Excerpt =>

== Segment start ==

President of the Nonthaburi Provincial Administrative Organization
- In office 2004 – 10 August 2026

Personal details
- Born: 20 February 1955 Tha It, Pak Kret District, Nonthaburi Province, Thailand
- Died: 10 August 2026 (aged 71) Nonthaburi, Thailand
- Occupation: Politician

= Thongchai Yenprasert =

Thai politician (1955–2026)

Thongchai Yenprasert (ธงชัย เย็นประเสริฐ; 20 February 1955 – 10 August 2026) was a Thai politician who served as the president of the Nonthaburi Provincial Administrative Organization.

==Early life and career==
Thongchai Yenprasert was born on 20 February 1955 in Tha It, Pak Kret District, Nonthaburi Province. He completed his education at Ramkhamhaeng University and earned a Bachelor of Laws degree. He was a member of the 9th Special Police Cadet Class.

== Segment end ==

Problem A =>
In the Thongchai Yenprasert biography, what degree did he earn at Ramkhamhaeng University?
Problem B =>
Carry on the Thongchai Yenprasert biography from its last sentence.
The records have no connection to the Thongchai Yenprasert biography.

Study material =>
== Segment start ==

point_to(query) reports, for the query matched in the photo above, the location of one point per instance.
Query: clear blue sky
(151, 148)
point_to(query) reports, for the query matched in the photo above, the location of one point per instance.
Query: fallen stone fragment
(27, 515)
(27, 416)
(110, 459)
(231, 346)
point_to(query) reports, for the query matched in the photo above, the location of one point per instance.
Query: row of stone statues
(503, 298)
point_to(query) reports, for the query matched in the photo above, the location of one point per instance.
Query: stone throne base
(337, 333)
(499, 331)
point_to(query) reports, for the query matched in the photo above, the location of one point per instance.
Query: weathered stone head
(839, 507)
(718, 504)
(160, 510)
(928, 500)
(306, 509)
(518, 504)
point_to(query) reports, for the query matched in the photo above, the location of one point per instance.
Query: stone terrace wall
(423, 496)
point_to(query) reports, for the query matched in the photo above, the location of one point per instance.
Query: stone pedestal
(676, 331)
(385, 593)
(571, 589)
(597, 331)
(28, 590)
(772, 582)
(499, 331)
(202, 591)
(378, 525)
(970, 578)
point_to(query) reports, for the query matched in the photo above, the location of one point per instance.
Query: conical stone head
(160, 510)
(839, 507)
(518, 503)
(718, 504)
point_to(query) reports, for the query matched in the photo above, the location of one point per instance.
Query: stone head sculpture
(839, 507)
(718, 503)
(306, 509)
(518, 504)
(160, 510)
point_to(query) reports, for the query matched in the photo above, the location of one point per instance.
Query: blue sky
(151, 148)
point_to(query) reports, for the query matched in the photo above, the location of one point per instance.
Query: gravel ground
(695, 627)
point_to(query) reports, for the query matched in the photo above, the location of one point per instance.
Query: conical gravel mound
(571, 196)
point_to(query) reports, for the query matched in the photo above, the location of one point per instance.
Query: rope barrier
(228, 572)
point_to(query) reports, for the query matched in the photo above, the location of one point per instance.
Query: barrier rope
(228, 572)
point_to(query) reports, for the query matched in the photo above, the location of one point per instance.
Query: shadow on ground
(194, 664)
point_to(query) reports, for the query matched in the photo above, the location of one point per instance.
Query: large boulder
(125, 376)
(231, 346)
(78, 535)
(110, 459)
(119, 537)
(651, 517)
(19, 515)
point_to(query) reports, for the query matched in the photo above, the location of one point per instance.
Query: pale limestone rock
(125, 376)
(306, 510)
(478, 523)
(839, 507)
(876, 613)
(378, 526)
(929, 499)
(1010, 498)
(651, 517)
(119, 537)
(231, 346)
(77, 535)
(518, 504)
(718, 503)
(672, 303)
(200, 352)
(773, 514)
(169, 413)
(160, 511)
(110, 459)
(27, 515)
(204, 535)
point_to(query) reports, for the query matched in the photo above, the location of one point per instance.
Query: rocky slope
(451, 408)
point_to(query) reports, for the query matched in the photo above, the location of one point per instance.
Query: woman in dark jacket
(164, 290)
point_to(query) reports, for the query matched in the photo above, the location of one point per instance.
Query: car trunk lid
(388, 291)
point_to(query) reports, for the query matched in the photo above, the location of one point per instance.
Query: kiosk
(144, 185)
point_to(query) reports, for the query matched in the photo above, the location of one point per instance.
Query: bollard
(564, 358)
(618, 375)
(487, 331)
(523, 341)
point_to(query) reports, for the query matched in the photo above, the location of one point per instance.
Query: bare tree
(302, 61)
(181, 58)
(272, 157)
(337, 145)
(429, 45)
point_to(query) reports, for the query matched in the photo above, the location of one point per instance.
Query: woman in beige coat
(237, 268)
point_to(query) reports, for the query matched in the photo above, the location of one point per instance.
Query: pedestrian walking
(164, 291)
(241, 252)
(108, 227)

== Segment end ==

Your response A =>
A Bachelor of Laws degree.

Your response B =>
He began his political career with a multi-decade tenure in law enforcement before joining the Royal Thai Police in 1984. He served as the Police Legal Division from 1984 to 1988 before joining the elite Crime Suppression Division, where he served from 1988 to 1997. He then served as the Deputy Superintendent of Sai Noi Police Station from 1997 to 1998, Deputy Superintendent of Mueang Nonthaburi Police Station from 1998 to 2000, Superintendent of Bang Bua Thong Police Station from 2000 to 2001, and Superintendent of Pak Kret Police Station from 2001 to 2004. Thongchai then started his government career and was elected in 2004 as the president of the Nonthaburi Provincial Administrative Organization. He then won many re-elections, serving a total of five consecutive terms over more than two decades.

==Death==
On 10 August 2026, Thongchai was fatally shot during an incident at the Nonthaburi Provincial Administrative Organization office on 11:00 AM local time, former Member of Parliament for Nonthaburi Chalong Riewrang approached Thongchai's vehicle and fired multiple gunshots, hitting the face, forehead, chin, and neck. He was rushed to Phra Nang Klao Hospital, where he was pronounced dead at 2:36 PM. Chalong surrendered to law enforcement at the scene, and preliminary police investigations indicated the shooting stemmed from a personal and financial dispute between the two figures.